→ **PROBLEM REQUIREMENTS**
When you reach the line that contains "Could you please indicate the asphalt" in the entries below, begin returning lines exactly as written and continue through the last one.

[Saved entries]
-=-=-

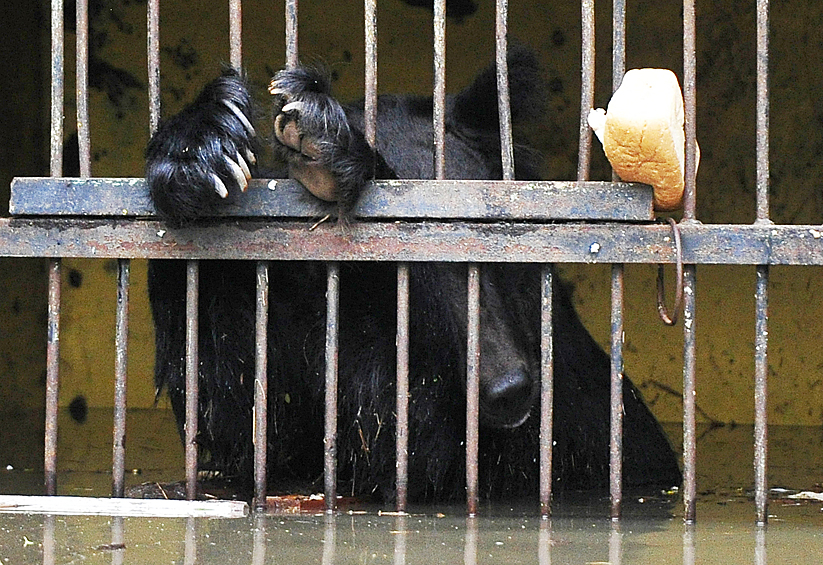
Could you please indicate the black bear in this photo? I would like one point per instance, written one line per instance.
(200, 159)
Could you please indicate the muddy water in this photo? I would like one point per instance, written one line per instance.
(652, 530)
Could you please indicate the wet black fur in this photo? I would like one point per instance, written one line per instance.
(510, 332)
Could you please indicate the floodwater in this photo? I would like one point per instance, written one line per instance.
(651, 532)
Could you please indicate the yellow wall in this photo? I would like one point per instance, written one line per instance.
(726, 181)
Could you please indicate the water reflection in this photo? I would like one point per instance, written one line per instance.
(402, 539)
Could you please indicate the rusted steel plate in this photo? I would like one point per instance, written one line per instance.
(414, 241)
(474, 200)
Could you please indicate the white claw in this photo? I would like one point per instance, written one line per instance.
(244, 166)
(238, 175)
(219, 187)
(240, 116)
(250, 156)
(292, 106)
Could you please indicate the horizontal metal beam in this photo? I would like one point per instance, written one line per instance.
(471, 200)
(413, 241)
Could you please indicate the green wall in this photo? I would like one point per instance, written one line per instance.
(726, 114)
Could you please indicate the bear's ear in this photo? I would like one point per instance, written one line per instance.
(476, 105)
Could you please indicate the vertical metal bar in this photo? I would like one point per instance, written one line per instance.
(82, 42)
(503, 98)
(618, 42)
(261, 384)
(616, 410)
(689, 271)
(370, 105)
(236, 34)
(689, 395)
(472, 388)
(690, 108)
(153, 47)
(118, 540)
(291, 33)
(120, 370)
(439, 112)
(761, 371)
(57, 87)
(546, 389)
(402, 437)
(192, 366)
(330, 439)
(586, 89)
(762, 276)
(52, 377)
(763, 110)
(56, 170)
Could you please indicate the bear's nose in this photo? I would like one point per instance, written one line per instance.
(509, 392)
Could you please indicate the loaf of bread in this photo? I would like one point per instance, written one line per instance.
(642, 133)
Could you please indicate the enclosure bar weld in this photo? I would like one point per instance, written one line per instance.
(121, 348)
(439, 106)
(192, 366)
(586, 89)
(761, 372)
(472, 388)
(503, 94)
(402, 391)
(261, 383)
(616, 397)
(82, 87)
(546, 388)
(330, 436)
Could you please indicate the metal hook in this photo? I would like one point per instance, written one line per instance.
(678, 295)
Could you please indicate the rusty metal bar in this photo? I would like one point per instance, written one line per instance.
(82, 64)
(236, 34)
(616, 410)
(503, 99)
(439, 108)
(586, 89)
(120, 371)
(472, 388)
(546, 388)
(370, 104)
(689, 395)
(192, 373)
(689, 109)
(291, 33)
(330, 438)
(402, 429)
(450, 241)
(761, 371)
(410, 199)
(57, 87)
(153, 48)
(52, 377)
(261, 384)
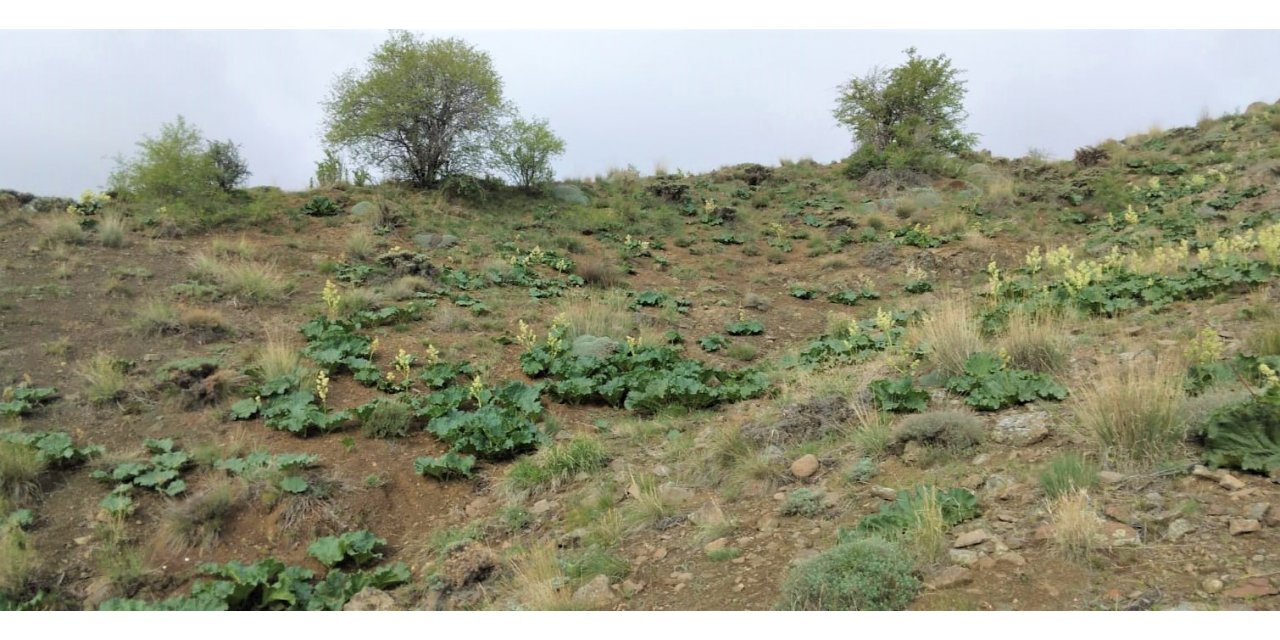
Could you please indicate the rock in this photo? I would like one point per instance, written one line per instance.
(885, 493)
(963, 557)
(949, 577)
(997, 487)
(572, 538)
(1239, 526)
(805, 466)
(1010, 558)
(630, 588)
(1202, 471)
(708, 515)
(370, 599)
(1022, 429)
(476, 507)
(972, 538)
(1178, 529)
(1257, 511)
(767, 525)
(675, 494)
(595, 594)
(470, 565)
(1253, 588)
(1118, 534)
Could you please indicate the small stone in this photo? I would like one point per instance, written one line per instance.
(1253, 588)
(1230, 483)
(1257, 511)
(630, 588)
(1119, 534)
(963, 557)
(716, 545)
(370, 599)
(805, 466)
(1202, 471)
(1238, 526)
(1178, 529)
(675, 494)
(476, 507)
(708, 515)
(595, 593)
(885, 493)
(949, 577)
(972, 538)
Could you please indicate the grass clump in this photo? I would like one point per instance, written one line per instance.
(105, 379)
(557, 464)
(19, 469)
(1034, 343)
(1068, 472)
(951, 336)
(1075, 524)
(860, 575)
(156, 318)
(1134, 412)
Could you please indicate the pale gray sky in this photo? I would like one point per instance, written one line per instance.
(691, 100)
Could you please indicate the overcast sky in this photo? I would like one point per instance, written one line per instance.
(690, 100)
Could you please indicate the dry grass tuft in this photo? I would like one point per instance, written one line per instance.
(1077, 525)
(1134, 411)
(951, 334)
(1036, 343)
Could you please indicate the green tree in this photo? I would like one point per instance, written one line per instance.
(420, 110)
(905, 115)
(179, 165)
(229, 168)
(524, 151)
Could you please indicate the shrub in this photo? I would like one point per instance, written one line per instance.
(954, 430)
(1068, 472)
(1133, 411)
(385, 419)
(899, 396)
(859, 575)
(1246, 435)
(179, 167)
(110, 231)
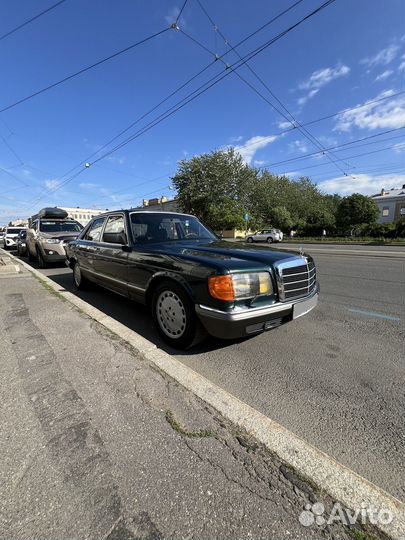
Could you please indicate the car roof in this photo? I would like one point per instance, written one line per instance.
(140, 211)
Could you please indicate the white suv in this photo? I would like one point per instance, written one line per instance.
(266, 235)
(10, 237)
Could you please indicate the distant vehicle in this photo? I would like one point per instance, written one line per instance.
(22, 243)
(266, 235)
(189, 278)
(48, 233)
(10, 237)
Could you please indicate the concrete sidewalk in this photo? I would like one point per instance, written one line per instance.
(97, 443)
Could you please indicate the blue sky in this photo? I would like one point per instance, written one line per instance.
(350, 53)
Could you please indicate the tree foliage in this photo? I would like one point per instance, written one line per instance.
(220, 189)
(355, 210)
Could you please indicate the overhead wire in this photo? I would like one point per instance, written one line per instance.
(289, 117)
(202, 89)
(35, 17)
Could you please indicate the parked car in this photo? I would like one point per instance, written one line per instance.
(190, 279)
(22, 243)
(10, 237)
(48, 233)
(266, 235)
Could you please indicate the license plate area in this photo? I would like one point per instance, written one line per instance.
(302, 308)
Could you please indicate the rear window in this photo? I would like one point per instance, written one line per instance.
(161, 227)
(52, 226)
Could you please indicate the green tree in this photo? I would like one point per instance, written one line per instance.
(356, 210)
(212, 187)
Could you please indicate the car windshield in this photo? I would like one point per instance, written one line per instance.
(60, 226)
(161, 227)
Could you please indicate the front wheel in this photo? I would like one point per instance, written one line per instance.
(174, 316)
(41, 260)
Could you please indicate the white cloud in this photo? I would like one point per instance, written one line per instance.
(363, 183)
(249, 149)
(302, 100)
(284, 125)
(384, 75)
(384, 114)
(301, 146)
(52, 184)
(324, 76)
(383, 57)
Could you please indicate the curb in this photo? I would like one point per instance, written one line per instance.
(341, 483)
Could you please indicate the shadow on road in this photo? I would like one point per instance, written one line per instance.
(133, 315)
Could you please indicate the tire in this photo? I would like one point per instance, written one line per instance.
(81, 283)
(174, 316)
(41, 260)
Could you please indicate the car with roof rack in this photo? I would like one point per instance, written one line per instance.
(192, 281)
(48, 233)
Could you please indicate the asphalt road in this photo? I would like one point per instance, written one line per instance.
(334, 377)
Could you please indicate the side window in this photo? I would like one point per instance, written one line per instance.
(94, 231)
(115, 226)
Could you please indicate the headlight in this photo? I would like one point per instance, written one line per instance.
(52, 241)
(239, 286)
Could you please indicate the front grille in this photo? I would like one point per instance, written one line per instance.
(296, 281)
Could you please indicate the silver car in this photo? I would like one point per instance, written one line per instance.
(266, 235)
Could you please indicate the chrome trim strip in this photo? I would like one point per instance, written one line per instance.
(247, 314)
(241, 315)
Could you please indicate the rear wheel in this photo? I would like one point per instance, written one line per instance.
(174, 316)
(31, 258)
(41, 259)
(80, 281)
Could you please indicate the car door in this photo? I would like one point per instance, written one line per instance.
(87, 247)
(111, 261)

-=-=-

→ **TASK ANSWER**
Could you please indicate the asphalt road in this photo? I would like one point per instance, written one line per instance.
(334, 377)
Could you please indicate the side window in this photo? I would like one point per instance, written one line per instance.
(94, 231)
(115, 226)
Could you please indicate the headlight in this photo? I would like one point per instance, written one line per instance.
(52, 241)
(239, 286)
Could you please indicate the front grille in this photo? I would like one point per instance, written one line per instance.
(296, 281)
Could you please indicate the silver car in this photo? I would like one point per instance, written one line per instance.
(266, 235)
Could you please indicate the chrome trim strip in this photo? I would like one point per instance, written one line per instance.
(247, 314)
(241, 315)
Could you please indicate the rear wheel in this photo? I would like one point per instance, written one line per instance.
(174, 316)
(31, 258)
(41, 259)
(80, 281)
Could you please indicate the car door in this photo? I would like one point per instance, written one line per instance.
(87, 247)
(111, 261)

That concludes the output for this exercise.